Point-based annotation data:
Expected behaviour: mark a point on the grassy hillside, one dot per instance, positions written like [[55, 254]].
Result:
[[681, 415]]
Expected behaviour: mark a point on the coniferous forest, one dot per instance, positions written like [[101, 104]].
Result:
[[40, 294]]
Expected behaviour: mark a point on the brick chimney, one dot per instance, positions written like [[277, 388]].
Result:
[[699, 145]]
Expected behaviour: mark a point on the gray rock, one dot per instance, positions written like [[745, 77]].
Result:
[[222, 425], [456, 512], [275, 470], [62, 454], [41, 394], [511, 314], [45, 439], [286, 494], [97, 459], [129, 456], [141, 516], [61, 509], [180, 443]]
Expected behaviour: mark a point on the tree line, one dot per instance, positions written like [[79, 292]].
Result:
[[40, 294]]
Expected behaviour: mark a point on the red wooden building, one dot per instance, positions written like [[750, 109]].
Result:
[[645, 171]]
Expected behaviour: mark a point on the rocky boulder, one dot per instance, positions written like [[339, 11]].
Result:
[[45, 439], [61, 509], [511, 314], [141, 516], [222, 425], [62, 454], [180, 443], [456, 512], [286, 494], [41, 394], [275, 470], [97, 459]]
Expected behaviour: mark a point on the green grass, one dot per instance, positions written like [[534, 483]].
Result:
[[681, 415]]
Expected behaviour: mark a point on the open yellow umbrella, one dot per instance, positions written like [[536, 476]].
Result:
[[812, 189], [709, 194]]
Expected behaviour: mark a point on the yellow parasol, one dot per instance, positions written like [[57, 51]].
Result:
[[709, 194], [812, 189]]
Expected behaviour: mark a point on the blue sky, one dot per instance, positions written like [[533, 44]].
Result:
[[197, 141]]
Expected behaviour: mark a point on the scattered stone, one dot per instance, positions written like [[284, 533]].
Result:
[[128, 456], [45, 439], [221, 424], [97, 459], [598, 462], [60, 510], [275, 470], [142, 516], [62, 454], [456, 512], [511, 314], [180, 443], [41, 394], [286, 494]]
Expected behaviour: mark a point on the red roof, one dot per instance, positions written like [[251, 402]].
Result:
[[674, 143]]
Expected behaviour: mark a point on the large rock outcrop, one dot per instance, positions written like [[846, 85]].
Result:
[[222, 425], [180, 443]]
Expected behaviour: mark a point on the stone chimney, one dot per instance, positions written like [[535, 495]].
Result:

Task instructions - Quote the lines of the listing from the line that contains "Expected behaviour: mark a point on the brick" through the line that contains "[[699, 145]]", including both of those lines.

Answer to the problem -
Expected behaviour: mark a point on the brick chimney, one dot per instance, positions written like [[277, 388]].
Result:
[[699, 145]]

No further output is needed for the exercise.